TEXTE FOURNI:
■ ■ ■

1) La prairie plutôt que le maïs

Dans le système traditionnel, les éleveurs produisent du maïs qu’ils donnent à leurs bêtes. Dans le système du Cedapa, la prairie remplace le champ de maïs. Les animaux sont nourris le plus possible au pâturage. Parce que laisser les vaches brouter l’herbe coûte moins cher et nécessite beaucoup moins d’énergie que semer, récolter et transporter le maïs jusqu’aux bêtes. Cerise sur le troupeau, la prairie fixe plus de carbone qu’un champ de maïs.

2) Le trèfle plutôt que le soja

« Le maïs donné traditionnellement aux vaches en France est certes plein d’énergie, mails il ne suffit pas à leur équilibre alimentaire et doit être complété avec des tourteaux de soja ou de colza importés », explique David Falaise. Des produits dont le prix varie beaucoup en fonction de celui du pétrole. A l’inverse, les meilleurs compléments d’un régime alimentaire à l’herbe sont le trèfle ou la luzerne, que l’agriculteur peut produire sur son exploitation. Ces plantes dites légumineuses sont une source de protéines pour le troupeau.

3) La fin de l’engrais

La vache qui se nourrit de la prairie le lui rend bien : les déjections épandues par les animaux suffisent à fertiliser le sol. Inutile d’ajouter des intrants. La luzerne et le trèfle confèrent quant à elles de l’azote au sol, un élément nutritif. L’agriculteur pourra donc cultiver ce sol sans utiliser d’azote chimique pour la récolte suivante. Il évite ainsi l’achat d’engrais qui coûtent très cher, sont produits à base de pétrole et dont le processus de production nécessite beaucoup d’énergie et émet beaucoup de C02. L’idéal ? Mettre en place un système de rotation des cultures pour permettre au sol de se renouveler et limiter encore plus l’utilisation d’intrants.

■ ■ ■

Extraits de données de cadres de délimitation:
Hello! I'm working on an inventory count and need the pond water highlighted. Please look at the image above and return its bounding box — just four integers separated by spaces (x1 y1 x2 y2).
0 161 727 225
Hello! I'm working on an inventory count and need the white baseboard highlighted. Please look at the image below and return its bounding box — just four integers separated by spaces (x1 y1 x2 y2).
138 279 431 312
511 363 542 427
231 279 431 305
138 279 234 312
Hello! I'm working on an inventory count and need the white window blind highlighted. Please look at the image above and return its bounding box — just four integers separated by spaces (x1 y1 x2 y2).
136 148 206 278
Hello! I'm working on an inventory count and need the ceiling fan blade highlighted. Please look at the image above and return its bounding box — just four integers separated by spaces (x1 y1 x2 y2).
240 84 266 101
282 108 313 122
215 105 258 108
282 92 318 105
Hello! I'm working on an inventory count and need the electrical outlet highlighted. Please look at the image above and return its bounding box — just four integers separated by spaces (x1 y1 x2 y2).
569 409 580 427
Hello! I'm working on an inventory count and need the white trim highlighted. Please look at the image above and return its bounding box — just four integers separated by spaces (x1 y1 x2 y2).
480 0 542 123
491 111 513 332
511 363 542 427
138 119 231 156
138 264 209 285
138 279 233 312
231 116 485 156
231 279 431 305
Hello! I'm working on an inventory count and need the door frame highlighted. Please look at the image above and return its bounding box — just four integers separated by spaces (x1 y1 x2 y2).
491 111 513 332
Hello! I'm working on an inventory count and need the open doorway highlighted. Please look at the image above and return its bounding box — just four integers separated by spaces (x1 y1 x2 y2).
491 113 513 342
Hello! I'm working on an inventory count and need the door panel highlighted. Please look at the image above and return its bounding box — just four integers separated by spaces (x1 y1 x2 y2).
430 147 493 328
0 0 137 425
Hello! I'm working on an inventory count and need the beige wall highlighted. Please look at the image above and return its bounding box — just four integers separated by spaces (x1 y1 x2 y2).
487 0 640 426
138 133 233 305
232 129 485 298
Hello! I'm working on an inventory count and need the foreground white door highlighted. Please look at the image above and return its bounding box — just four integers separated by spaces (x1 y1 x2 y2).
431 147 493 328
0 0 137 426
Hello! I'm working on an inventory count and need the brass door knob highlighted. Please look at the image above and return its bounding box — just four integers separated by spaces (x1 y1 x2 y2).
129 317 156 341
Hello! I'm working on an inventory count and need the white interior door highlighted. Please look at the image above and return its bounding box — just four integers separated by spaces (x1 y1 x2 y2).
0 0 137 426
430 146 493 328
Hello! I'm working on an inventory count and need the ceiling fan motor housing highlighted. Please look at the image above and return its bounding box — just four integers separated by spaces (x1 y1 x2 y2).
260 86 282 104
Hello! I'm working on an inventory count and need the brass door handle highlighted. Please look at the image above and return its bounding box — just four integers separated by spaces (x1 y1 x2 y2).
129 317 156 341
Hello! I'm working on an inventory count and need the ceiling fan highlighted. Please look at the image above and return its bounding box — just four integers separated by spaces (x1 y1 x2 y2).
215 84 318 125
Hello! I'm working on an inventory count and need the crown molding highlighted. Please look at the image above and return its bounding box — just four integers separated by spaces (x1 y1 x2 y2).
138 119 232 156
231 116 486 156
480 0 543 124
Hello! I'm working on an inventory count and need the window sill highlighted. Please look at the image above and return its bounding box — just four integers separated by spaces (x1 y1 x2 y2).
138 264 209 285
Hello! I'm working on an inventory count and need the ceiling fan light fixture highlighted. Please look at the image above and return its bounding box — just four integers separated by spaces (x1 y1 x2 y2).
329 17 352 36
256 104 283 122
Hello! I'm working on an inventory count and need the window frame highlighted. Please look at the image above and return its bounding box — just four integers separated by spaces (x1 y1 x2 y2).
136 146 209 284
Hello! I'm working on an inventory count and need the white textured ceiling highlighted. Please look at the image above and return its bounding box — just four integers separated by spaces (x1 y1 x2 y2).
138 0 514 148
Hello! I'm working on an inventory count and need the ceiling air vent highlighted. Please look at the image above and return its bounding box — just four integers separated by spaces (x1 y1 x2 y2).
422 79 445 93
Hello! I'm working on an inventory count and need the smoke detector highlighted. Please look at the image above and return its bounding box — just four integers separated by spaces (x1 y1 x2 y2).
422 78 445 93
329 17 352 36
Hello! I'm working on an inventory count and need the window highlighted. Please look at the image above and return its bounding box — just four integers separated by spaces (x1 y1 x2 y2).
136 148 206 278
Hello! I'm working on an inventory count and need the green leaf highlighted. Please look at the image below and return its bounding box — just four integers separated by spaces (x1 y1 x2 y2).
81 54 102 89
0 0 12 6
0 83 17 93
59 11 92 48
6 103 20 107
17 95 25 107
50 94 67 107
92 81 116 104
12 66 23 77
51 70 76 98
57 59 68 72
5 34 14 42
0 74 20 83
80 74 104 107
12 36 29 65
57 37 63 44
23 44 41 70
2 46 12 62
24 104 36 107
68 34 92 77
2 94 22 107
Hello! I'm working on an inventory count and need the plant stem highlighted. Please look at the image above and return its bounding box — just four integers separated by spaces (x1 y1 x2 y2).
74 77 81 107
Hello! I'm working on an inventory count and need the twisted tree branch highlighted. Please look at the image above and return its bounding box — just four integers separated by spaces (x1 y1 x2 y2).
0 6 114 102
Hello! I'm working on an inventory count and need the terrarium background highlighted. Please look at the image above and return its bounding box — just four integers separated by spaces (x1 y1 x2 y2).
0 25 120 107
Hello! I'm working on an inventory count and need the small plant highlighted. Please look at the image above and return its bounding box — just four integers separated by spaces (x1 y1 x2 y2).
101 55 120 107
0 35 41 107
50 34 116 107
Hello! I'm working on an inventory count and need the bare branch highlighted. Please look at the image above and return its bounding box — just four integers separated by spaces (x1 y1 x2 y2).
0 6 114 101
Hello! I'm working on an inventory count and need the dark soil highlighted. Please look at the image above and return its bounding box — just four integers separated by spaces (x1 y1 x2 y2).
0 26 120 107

■ ■ ■

EXERCICES:
**a.** Condensez sous forme de liste le paragraphe du texte sur l'élevage à l'herbe qui commence par « La vache qui se nourrit de la prairie », en gardant ses faits principaux.
**b.** Répondez brièvement à chaque question portant sur le texte sur l'élevage à l'herbe.
(i) Qu'est-ce qui fixe plus de carbone qu'un champ de maïs ?
(ii) En fonction de quel prix varie beaucoup celui des tourteaux de soja ou de colza importés ?
(iii) Quelles plantes confèrent de l'azote au sol ?
Les lignes forment un matériau indépendant du texte.

CORRIGÉS:
**a.**
- Les déjections épandues par les animaux suffisent à fertiliser le sol, sans ajout d'intrants.
- La luzerne et le trèfle apportent de l'azote au sol.
- La récolte suivante peut donc se cultiver sans azote chimique.
- L'agriculteur évite ainsi d'acheter des engrais très chers, produits à base de pétrole, dont la fabrication consomme beaucoup d'énergie et génère de fortes émissions.
- L'idéal est une rotation des cultures, qui renouvelle le sol et limite encore davantage les intrants.

**b.**
(i) La prairie.
(ii) Le prix du pétrole.
(iii) La luzerne et le trèfle.